▶ Task objective
Edit the items below so that "white sheep" becomes "black sheep", keeping everything else the same.

(Rows from a box labeling dataset)
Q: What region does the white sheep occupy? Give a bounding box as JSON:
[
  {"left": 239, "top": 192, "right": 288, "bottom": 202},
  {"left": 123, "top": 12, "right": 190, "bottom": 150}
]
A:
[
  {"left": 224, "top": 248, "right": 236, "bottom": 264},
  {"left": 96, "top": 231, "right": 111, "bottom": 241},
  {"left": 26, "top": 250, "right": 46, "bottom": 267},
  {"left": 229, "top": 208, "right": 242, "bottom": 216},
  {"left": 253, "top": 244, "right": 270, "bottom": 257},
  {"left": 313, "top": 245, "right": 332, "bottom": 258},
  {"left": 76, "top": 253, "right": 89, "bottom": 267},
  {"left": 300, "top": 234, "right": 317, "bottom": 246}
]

▶ Output for this task
Q: What region does the black sheep occupy? Give a bounding box as JSON:
[
  {"left": 239, "top": 192, "right": 288, "bottom": 202},
  {"left": 123, "top": 12, "right": 190, "bottom": 150}
]
A:
[
  {"left": 224, "top": 248, "right": 236, "bottom": 264},
  {"left": 96, "top": 231, "right": 111, "bottom": 241},
  {"left": 26, "top": 250, "right": 46, "bottom": 267},
  {"left": 229, "top": 208, "right": 242, "bottom": 216},
  {"left": 253, "top": 244, "right": 270, "bottom": 257},
  {"left": 313, "top": 245, "right": 332, "bottom": 258},
  {"left": 76, "top": 253, "right": 89, "bottom": 267},
  {"left": 300, "top": 234, "right": 317, "bottom": 246}
]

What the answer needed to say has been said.